• **EXERCISE INSTRUCTIONS**
1. Check the data flow page and say whether each statement agrees with it: (a) llm.ollama.query_llm calls the local model through Ollama; (b) the MCTS evaluation stage runs only the LLM-abstraction agent; (c) the selection stage picks one best-scoring abstraction for all maps combined. Answer yes or no for each and quote the deciding words of the page.
2. Extend the data flow page's sequence diagram, picking up after its last participant line.

Data Flow
This page walks through the end‑to‑end pipeline from maps to outputs and points to the functions that implement each stage. Figure 2 provides a sequence diagram of the interactions between components in a typical benchmark-llm
run.
Stages
1. Map generation. We parse maps from config.yml
and render PNGs for quick inspection.
2. Prompt assembly. llm.prompts.generate_prompts
composes the instruction, contexts, representation, and output into a single prompt, inserting a JSON or text representation created by core_rust.generate_representations_py
.
3. LLM query. llm.ollama.query_llm
calls the local model through Ollama, performs rejection sampling, and reprompts to extract JSON‑only clusterings.
4. Parsing and validation. llm.clean.clean_with_regex_and_validate
converts responses into cluster lists, validates coverage, and deduplicates states.
5. Scoring. We compute llm.scoring.bisimulation_similarity
against the ideal abstraction from core_rust.generate_mdp
, using T
and R
matrices.
6. Selection. We choose the best‑scoring abstraction for each map.
7. MCTS evaluation. evaluation.mcts_llm_evaluation
runs ground, ideal, and LLM‑abstraction agents across a grid of budgets and depths and writes results to outputs/
.
sequenceDiagram
participant User
participant CLI as CLI (main.py)

• **MATERIAL PROVIDED**
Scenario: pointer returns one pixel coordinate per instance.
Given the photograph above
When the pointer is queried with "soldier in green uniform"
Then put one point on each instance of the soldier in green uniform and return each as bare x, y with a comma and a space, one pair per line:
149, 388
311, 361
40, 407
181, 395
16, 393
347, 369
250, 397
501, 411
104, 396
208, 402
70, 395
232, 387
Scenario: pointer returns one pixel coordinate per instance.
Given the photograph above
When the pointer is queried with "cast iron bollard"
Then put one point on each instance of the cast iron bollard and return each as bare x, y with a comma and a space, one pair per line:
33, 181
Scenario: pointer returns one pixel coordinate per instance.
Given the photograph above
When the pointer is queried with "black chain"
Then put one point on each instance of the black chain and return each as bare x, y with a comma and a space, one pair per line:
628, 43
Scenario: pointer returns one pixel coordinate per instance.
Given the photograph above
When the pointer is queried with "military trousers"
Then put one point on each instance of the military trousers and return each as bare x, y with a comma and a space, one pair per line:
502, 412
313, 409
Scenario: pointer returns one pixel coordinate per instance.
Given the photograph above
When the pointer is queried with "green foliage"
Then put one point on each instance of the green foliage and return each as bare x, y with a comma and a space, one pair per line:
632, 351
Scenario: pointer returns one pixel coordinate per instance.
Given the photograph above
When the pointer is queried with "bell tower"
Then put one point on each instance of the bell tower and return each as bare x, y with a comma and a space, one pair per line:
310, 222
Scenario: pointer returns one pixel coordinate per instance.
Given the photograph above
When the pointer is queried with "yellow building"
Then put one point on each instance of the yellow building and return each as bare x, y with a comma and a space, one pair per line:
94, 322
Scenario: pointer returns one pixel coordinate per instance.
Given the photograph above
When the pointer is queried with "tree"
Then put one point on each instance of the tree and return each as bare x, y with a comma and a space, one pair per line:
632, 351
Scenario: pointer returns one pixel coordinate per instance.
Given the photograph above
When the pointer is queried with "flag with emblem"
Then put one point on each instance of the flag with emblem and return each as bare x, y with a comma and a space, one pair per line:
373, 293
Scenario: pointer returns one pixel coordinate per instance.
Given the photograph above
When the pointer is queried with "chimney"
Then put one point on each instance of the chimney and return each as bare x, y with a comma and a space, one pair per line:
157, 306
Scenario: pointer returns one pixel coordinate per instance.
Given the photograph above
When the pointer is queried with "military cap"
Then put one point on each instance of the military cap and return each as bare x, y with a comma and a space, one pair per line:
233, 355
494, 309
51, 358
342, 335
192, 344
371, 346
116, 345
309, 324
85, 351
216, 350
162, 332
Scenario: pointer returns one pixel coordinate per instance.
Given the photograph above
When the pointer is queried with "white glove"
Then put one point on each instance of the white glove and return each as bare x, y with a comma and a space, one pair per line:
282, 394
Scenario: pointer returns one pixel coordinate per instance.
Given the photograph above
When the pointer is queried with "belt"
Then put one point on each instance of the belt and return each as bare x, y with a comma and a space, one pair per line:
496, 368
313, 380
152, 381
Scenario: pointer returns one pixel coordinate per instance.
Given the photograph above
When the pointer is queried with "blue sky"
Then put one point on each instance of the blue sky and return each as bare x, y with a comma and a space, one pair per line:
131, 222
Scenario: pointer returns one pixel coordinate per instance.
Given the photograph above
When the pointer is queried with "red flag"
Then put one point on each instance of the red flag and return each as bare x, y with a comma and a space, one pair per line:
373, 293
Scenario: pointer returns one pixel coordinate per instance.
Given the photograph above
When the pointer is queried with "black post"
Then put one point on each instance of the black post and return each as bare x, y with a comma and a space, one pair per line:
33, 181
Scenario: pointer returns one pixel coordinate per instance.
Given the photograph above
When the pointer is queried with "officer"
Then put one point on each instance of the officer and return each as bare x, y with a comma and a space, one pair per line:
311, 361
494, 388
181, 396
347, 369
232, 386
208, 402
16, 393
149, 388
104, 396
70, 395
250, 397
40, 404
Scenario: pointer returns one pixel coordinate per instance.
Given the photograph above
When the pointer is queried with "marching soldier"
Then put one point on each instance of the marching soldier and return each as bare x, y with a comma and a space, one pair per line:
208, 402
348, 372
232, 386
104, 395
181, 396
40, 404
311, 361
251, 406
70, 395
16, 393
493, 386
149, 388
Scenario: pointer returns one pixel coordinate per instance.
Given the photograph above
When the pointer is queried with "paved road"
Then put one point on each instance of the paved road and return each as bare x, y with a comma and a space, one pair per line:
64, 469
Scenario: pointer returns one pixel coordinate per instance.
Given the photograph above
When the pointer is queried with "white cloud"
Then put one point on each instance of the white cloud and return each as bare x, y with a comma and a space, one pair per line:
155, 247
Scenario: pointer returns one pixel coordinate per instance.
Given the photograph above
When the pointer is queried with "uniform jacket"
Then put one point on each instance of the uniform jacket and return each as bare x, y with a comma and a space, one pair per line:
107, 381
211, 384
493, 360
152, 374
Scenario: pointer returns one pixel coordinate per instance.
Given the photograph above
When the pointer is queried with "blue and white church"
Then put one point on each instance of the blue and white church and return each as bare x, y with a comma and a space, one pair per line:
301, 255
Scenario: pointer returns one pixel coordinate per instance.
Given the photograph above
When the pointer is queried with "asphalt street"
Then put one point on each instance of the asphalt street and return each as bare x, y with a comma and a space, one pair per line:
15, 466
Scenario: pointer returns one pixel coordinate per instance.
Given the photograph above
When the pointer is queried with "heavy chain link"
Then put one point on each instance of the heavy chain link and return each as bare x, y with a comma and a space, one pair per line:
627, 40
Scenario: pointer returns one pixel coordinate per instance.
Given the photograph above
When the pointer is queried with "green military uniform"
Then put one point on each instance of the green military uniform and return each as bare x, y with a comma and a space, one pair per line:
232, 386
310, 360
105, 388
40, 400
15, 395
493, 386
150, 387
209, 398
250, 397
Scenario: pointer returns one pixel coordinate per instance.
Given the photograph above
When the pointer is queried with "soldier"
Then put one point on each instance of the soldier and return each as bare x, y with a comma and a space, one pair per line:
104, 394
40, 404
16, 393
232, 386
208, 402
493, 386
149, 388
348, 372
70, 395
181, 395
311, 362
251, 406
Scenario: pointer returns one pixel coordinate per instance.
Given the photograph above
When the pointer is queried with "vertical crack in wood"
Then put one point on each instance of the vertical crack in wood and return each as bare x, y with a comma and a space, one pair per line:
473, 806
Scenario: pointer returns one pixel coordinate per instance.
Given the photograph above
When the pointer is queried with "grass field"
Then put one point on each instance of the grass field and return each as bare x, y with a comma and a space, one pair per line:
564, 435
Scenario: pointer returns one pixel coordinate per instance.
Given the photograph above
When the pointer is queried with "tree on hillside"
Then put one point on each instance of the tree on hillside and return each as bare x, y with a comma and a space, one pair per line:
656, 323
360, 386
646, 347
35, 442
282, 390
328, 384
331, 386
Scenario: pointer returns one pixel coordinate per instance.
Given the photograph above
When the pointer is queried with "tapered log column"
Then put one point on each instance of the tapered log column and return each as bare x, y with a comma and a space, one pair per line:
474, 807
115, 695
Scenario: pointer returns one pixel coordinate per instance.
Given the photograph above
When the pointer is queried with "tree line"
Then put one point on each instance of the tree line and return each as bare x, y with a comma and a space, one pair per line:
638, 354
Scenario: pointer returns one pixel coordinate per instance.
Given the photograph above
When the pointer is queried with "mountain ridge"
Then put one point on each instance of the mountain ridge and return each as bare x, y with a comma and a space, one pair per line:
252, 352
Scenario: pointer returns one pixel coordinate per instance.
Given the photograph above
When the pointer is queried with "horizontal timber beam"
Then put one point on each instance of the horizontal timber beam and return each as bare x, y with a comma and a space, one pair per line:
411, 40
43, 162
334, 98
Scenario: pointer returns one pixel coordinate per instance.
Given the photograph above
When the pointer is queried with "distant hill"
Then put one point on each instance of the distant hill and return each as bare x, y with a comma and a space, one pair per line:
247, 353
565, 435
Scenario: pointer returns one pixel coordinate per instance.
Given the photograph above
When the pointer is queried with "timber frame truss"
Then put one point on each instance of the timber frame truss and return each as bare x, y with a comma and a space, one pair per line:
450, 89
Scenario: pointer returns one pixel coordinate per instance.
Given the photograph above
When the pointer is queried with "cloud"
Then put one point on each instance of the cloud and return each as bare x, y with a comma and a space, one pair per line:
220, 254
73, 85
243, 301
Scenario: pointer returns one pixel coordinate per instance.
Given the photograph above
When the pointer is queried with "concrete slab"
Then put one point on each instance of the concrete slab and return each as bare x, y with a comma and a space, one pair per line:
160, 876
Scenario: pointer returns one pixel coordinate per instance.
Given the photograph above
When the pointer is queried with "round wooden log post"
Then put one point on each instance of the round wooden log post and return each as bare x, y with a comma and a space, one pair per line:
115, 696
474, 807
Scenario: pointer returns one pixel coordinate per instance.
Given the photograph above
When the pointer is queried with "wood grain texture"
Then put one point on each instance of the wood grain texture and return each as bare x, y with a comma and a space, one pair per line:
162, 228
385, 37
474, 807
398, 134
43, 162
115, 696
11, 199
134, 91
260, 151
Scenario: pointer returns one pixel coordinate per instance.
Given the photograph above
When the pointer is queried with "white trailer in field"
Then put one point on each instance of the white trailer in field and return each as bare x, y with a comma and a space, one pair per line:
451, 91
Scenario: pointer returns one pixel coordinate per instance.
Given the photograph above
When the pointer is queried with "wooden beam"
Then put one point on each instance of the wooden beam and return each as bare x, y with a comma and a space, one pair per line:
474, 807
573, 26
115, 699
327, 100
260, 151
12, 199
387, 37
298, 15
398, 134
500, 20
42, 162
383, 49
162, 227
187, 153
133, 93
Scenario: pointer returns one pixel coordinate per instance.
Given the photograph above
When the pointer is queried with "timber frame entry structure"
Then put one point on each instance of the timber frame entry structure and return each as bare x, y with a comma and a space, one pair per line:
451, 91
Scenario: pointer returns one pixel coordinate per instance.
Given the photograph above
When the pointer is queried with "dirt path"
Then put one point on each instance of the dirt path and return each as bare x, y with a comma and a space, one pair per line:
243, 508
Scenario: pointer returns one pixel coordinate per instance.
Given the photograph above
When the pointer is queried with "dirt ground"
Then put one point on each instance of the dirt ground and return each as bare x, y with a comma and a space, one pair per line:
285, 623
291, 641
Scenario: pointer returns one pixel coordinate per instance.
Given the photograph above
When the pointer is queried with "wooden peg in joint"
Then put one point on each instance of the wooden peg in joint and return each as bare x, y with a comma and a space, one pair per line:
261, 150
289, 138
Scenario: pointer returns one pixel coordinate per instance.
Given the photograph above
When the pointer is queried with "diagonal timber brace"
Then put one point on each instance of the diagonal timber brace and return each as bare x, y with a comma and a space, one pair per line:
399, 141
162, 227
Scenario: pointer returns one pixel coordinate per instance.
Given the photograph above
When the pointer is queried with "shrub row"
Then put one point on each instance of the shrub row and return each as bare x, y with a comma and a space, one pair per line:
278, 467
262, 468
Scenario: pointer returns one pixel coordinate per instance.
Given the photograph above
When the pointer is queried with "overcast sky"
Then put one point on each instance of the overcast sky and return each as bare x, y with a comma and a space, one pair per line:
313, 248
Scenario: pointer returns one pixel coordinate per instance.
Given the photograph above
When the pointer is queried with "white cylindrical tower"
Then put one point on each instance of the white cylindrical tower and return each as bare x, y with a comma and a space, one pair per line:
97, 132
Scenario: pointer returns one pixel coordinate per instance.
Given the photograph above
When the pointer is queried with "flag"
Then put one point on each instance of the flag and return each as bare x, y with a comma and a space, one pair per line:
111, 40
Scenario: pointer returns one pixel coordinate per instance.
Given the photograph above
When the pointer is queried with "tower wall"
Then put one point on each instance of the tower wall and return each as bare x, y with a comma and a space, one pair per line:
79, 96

• **LIST OF ANSWERS**
1.
(a) Yes: "calls the local model through Ollama, performs rejection sampling, and reprompts to extract JSON‑only clusterings."
(b) No: "runs ground, ideal, and LLM‑abstraction agents across a grid of budgets and depths"
(c) No: "We choose the best‑scoring abstraction for each map."

2.
participant PB as generate_prompts
participant LLM as query_llm (Ollama)
participant CLEAN as clean_with_regex_and_validate
participant SCORE as bisimulation_similarity
participant RUN as mcts_evaluation / mcts_llm_evaluation
participant RUST as core_rust (PyRunner, generate_mdp)
User->>CLI: run benchmark-llm
CLI->>PB: generate_prompts(compositions, prompts, world)
PB-->>CLI: prompt
CLI->>LLM: query_llm(prompt, runs, model, num_states)
LLM-->>CLI: raw_responses
CLI->>CLEAN: clean_with_regex_and_validate(raw_responses, num_states)
CLEAN-->>CLI: clusters
CLI->>RUST: generate_mdp(world)
RUST-->>CLI: T, R, ideal_abstraction
CLI->>SCORE: bisimulation_similarity(clusters, ideal_abstraction, T, R)
SCORE-->>CLI: similarity
CLI->>RUN: mcts_llm_evaluation(world, runner_configs,...)
RUN->>RUST: PyRunner.run(sim_limit, sim_depth, c, gamma,...)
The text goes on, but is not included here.